* _Instructions to follow_:
Copy the lines below verbatim, from the first line through the line containing "Trace every instance of the green", with both ends included.

* _Material for this exercise_:
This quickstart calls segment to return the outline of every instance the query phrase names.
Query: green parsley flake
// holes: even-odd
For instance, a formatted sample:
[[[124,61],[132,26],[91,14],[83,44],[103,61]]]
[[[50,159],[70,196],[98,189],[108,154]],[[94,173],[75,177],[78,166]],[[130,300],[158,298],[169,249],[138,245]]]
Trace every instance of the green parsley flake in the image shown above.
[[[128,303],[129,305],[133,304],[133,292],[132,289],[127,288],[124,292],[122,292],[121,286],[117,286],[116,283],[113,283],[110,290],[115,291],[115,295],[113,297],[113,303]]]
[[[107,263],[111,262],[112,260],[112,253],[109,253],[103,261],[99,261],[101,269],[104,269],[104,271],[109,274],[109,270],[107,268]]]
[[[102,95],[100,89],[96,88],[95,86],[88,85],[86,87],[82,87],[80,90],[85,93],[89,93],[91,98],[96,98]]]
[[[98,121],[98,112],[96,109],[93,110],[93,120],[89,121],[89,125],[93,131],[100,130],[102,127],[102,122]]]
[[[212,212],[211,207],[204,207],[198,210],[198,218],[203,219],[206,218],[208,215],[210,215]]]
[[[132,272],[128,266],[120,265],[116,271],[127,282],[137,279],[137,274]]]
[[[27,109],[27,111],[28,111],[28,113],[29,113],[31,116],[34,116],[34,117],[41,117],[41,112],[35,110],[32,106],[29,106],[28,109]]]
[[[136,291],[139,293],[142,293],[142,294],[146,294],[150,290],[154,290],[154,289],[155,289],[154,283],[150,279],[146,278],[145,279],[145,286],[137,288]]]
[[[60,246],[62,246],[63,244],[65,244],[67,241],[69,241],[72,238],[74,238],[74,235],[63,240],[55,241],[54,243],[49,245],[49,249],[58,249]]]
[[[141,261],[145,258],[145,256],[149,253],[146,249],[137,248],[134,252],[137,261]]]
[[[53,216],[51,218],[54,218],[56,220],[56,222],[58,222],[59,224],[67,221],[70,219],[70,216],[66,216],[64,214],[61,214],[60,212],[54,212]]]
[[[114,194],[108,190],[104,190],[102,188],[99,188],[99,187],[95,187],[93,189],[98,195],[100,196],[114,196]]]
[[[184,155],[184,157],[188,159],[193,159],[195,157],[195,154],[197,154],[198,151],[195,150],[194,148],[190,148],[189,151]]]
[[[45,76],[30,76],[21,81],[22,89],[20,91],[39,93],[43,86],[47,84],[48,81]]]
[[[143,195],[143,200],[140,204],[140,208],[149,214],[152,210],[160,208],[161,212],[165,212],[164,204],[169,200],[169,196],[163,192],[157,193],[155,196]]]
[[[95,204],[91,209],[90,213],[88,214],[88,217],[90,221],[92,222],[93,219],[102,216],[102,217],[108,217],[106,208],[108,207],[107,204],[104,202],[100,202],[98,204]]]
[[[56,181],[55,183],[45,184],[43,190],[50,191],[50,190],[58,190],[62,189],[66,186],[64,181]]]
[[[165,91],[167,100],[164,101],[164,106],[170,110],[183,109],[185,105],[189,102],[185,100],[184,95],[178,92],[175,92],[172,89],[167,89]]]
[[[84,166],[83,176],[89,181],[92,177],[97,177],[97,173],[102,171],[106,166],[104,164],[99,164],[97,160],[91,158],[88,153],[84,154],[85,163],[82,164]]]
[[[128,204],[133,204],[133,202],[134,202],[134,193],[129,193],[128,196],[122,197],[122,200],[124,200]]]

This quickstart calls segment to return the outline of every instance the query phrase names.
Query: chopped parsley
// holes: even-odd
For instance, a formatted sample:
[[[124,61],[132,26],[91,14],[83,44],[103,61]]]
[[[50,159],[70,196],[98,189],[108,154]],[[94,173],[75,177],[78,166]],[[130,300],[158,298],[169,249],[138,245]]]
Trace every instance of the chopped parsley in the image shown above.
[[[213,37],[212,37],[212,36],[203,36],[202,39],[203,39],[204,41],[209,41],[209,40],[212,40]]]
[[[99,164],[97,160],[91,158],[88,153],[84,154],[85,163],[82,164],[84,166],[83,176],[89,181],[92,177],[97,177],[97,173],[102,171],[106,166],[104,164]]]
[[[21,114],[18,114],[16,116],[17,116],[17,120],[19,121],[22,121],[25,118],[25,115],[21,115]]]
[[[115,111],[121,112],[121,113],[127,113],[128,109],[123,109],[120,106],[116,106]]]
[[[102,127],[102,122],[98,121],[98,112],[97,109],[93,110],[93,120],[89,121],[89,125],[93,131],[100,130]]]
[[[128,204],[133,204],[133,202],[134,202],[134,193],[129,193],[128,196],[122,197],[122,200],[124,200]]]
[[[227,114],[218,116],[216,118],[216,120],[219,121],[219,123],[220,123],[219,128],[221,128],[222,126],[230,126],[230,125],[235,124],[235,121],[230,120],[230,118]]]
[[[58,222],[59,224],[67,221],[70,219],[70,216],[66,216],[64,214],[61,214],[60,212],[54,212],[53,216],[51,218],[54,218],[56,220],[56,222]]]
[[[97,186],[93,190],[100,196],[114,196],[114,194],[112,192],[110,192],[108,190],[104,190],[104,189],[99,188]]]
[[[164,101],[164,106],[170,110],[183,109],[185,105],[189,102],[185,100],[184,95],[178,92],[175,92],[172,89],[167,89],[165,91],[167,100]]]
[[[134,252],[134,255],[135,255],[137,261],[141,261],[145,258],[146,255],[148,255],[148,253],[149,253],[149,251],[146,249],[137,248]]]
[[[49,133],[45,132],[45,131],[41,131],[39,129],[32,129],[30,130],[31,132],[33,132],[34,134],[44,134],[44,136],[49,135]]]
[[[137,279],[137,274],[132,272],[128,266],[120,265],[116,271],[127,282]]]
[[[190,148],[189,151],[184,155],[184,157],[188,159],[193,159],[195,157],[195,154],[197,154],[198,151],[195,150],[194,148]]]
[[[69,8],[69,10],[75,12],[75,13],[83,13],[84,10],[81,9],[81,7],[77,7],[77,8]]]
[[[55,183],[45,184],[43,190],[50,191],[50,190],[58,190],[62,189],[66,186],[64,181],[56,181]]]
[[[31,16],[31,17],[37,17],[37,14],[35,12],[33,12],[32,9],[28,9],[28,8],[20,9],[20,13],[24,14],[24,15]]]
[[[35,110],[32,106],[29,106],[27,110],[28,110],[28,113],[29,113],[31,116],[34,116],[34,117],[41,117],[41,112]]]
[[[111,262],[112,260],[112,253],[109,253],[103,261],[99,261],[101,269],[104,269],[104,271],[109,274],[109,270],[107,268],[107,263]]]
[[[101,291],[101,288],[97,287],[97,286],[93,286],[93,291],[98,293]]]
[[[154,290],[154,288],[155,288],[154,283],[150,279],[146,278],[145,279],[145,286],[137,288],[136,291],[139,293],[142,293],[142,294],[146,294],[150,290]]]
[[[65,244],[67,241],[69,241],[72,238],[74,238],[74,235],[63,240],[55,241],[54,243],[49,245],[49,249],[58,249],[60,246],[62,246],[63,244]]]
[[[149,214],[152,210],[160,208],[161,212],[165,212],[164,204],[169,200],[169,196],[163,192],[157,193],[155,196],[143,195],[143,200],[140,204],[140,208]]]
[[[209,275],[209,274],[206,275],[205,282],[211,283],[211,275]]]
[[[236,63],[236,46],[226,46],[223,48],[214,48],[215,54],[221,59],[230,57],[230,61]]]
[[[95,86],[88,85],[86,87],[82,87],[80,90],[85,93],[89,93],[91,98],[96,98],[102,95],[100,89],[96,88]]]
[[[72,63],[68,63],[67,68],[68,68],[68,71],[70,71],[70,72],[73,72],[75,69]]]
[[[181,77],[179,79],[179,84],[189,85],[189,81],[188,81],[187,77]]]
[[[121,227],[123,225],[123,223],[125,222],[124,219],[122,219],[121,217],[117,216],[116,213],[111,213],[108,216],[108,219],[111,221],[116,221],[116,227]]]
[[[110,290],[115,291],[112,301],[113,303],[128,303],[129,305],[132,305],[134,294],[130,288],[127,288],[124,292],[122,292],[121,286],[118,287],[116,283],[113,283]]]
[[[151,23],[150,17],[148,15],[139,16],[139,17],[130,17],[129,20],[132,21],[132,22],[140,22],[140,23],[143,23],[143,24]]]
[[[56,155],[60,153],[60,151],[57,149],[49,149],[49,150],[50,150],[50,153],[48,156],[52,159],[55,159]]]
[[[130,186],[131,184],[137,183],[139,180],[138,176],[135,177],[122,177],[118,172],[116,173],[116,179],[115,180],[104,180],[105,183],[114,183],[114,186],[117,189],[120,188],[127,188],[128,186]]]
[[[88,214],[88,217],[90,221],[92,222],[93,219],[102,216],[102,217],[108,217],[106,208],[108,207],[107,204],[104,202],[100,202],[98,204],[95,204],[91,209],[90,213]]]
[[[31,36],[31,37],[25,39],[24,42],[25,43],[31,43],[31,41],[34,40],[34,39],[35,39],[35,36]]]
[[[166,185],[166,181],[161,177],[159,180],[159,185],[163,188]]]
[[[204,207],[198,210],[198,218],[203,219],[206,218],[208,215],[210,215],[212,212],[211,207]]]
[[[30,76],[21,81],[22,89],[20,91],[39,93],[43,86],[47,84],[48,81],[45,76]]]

* _Output below_:
This quickstart calls segment to return the outline of every instance the query phrase names.
Query: green parsley flake
// holes: even-odd
For instance, a formatted sample:
[[[124,61],[132,26],[91,14],[83,44],[103,61]]]
[[[50,159],[70,196],[98,189],[108,154]],[[94,173],[75,177],[78,166]],[[130,300],[158,298],[169,249],[138,245]]]
Trace every instance of the green parsley flake in the image shown above.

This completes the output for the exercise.